--- begin ROWS ---
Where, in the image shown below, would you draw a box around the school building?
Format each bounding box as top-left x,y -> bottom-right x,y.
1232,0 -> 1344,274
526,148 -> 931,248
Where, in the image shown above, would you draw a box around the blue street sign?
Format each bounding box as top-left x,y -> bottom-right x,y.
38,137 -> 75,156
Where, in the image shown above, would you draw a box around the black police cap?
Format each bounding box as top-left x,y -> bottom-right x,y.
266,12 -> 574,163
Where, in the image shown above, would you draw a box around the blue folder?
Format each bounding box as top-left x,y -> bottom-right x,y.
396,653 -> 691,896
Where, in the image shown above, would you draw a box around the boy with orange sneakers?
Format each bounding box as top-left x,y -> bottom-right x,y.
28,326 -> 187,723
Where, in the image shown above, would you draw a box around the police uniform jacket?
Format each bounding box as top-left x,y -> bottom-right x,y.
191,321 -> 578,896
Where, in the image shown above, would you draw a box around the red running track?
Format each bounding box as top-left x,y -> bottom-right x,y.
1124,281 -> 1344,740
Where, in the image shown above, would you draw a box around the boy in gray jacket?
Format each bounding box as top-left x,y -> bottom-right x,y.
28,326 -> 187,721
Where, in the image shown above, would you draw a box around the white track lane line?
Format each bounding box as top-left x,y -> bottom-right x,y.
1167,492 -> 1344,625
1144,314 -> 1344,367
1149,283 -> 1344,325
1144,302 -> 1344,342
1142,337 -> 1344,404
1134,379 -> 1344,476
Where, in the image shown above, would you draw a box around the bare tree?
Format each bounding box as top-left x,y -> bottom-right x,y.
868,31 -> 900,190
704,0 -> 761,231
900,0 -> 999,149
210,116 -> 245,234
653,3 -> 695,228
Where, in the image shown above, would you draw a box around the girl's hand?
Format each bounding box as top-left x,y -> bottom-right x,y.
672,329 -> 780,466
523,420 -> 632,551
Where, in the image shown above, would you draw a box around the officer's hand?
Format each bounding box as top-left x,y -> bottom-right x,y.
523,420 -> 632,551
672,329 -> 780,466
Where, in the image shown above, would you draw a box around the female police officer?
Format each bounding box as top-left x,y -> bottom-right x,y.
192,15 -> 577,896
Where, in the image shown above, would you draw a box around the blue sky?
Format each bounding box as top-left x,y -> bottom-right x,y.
--- end ROWS ---
- THE PROBLEM -
Render everything from the first line of the items down through the line containing "38,137 -> 75,156" (both included) as a Markdown table with the columns No. and Line. Give each line its own numbered row, and omit blank lines.

- SOLUTION TO THIS PROBLEM -
| No. | Line |
|---|---|
| 1 | Where, in the image shown below, would you draw a box around the school building? |
| 2 | Format each bounding box as top-left x,y -> bottom-right x,y. |
| 3 | 1232,0 -> 1344,274 |
| 4 | 526,148 -> 931,248 |
| 5 | Where, in the image shown above, would you draw a box around the blue street sign? |
| 6 | Format each bounding box as top-left x,y -> bottom-right x,y. |
| 7 | 38,137 -> 75,156 |